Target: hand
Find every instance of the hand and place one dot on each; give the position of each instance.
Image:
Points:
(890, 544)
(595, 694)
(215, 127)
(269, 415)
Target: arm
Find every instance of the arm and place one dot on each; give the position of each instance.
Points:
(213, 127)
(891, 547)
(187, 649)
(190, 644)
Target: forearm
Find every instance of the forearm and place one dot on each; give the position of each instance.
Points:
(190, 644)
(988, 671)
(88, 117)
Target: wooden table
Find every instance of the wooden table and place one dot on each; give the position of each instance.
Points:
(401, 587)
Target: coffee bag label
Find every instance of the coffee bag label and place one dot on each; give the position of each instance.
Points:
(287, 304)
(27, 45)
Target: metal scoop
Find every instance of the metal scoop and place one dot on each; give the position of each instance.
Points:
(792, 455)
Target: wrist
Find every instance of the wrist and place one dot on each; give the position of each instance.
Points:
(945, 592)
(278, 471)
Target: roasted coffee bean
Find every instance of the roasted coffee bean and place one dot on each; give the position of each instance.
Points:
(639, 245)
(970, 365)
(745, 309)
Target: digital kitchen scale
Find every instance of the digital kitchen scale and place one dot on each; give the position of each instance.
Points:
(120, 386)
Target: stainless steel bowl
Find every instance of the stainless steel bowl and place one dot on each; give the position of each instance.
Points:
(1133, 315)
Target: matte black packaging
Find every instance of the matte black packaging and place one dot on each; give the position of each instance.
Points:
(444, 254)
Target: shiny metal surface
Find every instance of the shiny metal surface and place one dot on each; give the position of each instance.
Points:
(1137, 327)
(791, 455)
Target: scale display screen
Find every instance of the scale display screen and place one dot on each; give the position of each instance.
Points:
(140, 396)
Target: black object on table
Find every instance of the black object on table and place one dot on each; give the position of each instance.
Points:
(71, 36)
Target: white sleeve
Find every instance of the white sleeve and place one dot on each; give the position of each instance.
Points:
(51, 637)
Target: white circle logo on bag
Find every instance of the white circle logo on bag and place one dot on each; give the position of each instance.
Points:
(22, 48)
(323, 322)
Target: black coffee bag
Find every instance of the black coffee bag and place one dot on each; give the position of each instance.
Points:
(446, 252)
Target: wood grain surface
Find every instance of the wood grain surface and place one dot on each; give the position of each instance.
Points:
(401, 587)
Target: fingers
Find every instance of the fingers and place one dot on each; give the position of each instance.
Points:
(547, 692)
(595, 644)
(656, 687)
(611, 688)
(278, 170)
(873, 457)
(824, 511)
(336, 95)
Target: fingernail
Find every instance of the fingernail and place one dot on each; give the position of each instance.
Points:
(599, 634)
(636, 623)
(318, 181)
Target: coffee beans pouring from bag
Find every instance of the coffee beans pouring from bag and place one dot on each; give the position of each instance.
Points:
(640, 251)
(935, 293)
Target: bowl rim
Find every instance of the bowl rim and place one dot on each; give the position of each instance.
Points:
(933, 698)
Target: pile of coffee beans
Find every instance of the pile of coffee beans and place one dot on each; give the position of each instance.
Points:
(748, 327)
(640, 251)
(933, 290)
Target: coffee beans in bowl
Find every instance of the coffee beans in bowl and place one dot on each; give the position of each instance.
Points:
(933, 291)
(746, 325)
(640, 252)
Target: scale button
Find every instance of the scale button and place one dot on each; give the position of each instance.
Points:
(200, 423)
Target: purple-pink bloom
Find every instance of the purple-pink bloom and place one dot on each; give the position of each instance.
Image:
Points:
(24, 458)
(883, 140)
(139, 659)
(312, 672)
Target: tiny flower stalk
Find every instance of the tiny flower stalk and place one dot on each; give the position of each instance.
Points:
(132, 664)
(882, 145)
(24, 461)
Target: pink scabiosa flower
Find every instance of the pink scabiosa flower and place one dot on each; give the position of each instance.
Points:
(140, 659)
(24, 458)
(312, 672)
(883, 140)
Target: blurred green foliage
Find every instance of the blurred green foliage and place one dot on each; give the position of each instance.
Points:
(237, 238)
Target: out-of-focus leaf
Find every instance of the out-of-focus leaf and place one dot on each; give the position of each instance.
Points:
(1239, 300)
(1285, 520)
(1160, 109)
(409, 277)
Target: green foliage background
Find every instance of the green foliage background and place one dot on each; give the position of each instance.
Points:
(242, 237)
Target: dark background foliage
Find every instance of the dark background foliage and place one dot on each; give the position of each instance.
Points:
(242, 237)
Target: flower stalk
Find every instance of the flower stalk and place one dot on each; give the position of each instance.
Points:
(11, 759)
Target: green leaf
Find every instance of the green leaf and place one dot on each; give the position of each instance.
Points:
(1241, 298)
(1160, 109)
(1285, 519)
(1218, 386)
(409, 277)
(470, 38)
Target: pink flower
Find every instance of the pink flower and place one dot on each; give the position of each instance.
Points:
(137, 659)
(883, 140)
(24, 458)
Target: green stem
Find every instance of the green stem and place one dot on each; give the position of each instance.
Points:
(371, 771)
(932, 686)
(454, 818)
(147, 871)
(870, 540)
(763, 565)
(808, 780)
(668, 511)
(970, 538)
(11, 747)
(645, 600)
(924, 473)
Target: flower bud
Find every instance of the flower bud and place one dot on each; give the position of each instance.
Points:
★ ★ ★
Request:
The entries above should be repeated exactly, every one of them.

Task solution:
Target: hand
Find every instance of the hand and place one dot on each; give the position of each instance.
Image:
Points:
(890, 544)
(595, 694)
(215, 127)
(269, 415)
Target: arm
Find every instance of the arm and place one dot on each; give the position of each instance.
Points:
(213, 127)
(891, 547)
(187, 649)
(190, 644)
Target: forearm
Find every instance of the forearm and place one dot on each; give the position of each instance.
Points:
(190, 644)
(988, 671)
(88, 117)
Target: wooden table
Find every instance of the wooden table and place one dot on each; give the position of each instance.
Points:
(401, 587)
Target: coffee bag label
Find every instance of the coffee bag label and place one dot on each; give the position of each instance.
Points:
(287, 304)
(27, 45)
Target: metal scoop
Find every instance of the metal scoop and place one dot on each; give the position of each instance.
Points:
(792, 455)
Target: wrist
Find every instance of the wrist and place one dot on each; give the position of each instance.
Points:
(945, 592)
(278, 471)
Target: roasted coffee bean
Find every instance of the roasted coffee bean and place one dot on each; give the position of each instance.
Points:
(639, 245)
(970, 365)
(745, 309)
Target: digital kitchen scale
Find every instance of the digital kitchen scale and place one dot on each; give the position of each instance.
Points:
(120, 386)
Target: stainless steel bowl
Find every instance of the stainless steel bowl and place one dot on each; give the position of each instance.
Points:
(1133, 315)
Target: matte black packaging
Find every instance of the matte black packaging and place one dot on each; give the position of each instance.
Points:
(444, 254)
Target: shiny metal surface
Find every instance of the shiny metal surface and place one dot on each; give the position of each instance.
Points:
(1137, 327)
(791, 455)
Target: scale display screen
Find every instance of the scale display screen and place one dot on each; give the position of each instance.
Points:
(140, 396)
Target: black object on table
Find every instance of the black object on table and place one dot on each; give the position of each instance.
Points:
(71, 36)
Target: white sleeve
Find every instance of the white sleeve and place one dot on each; give the position of each instance.
Points:
(51, 637)
Target: white circle logo on bag
Find every instance of the white circle logo on bag and place one dot on each; give the position of each instance.
Points:
(22, 48)
(323, 322)
Target: black coffee bag
Find every instance of the black coffee bag and place one dot on each; give the position of each instance.
Points:
(446, 252)
Target: wood grain surface
Find every instance of the wood grain surface and place one dot on each; give the position of each instance.
Points:
(401, 587)
Target: fingers
Find every instance of the fingers and place one dot on each; give the position of each instance.
Points:
(547, 692)
(595, 644)
(656, 687)
(611, 688)
(278, 170)
(873, 457)
(824, 511)
(336, 95)
Target: fingernail
Find every instance of the fingernail and place one dot on each; give the position of each instance.
Points:
(599, 634)
(636, 623)
(318, 181)
Target: coffee beans pouring from bag
Find every instance of the coffee beans pouring from bag and place one dot on each; give the position of each instance.
Points:
(640, 251)
(935, 293)
Target: bowl rim
Find every instance of the bowl rim and place one dot on each; give the position of each instance.
Points:
(933, 698)
Target: pile of coffee beans
Find every instance of the pile of coffee beans and place one dot on each; give the position of each instance.
Points:
(748, 327)
(640, 251)
(933, 290)
Target: coffee beans in bowl
Find every instance of the coffee beans in bowl and place one dot on each; give the position of each instance.
Points:
(933, 291)
(746, 325)
(640, 252)
Target: scale button
Find every instance of the scale button and place one dot on each; give the position of each instance.
Points:
(200, 423)
Target: purple-pink bloom
Find every instance of the purple-pink bloom and place one dot on each; give the position of each instance.
Image:
Points:
(24, 458)
(883, 140)
(139, 659)
(312, 672)
Target: tiny flower stalk
Find every instance of the tiny flower stalk and place one dot on each; give the position of each instance.
Points:
(132, 664)
(882, 145)
(24, 461)
Target: pink scabiosa flower
Find every instance of the pink scabiosa flower and place one dot on each; give the position of each instance.
Points:
(140, 659)
(24, 458)
(312, 672)
(883, 140)
Target: blurred green foliage
Find every instance of the blurred green foliage and place one dot on each; give the position of each instance.
Points:
(237, 238)
Target: out-of-focus leaf
Find every instance of the out-of-focus leaf and place one dot on each; give the position of each instance.
Points:
(1239, 300)
(1285, 520)
(1160, 109)
(409, 277)
Target: green foliage background
Find every instance of the green foliage background and place one dot on each; give the position of each instance.
Points:
(242, 237)
Target: dark background foliage
Find every instance of the dark background foliage and place one dot on each; give the position of each instance.
Points:
(242, 237)
Target: flower stalk
Find every instance of the flower stalk and place one dot on each; give the position of each instance.
Points:
(11, 759)
Target: green leaf
Find every instance of the green leaf and place one dot on each; give the position of each instance.
Points:
(1241, 298)
(1160, 109)
(1285, 519)
(1218, 386)
(409, 277)
(470, 38)
Target: pink flower
Find every instance of the pink flower and place one dot on each; give the position of each instance.
Points:
(137, 659)
(883, 140)
(24, 458)
Target: green stem
Find every instance of the green stem and place one dot on each; give the position of each instance.
Points:
(371, 771)
(932, 686)
(454, 818)
(147, 871)
(870, 540)
(763, 565)
(808, 780)
(668, 511)
(970, 538)
(11, 747)
(645, 600)
(924, 473)
Target: flower bud
Find every instance of the flower bud and place one dot on each; give the position of each instance.
Points:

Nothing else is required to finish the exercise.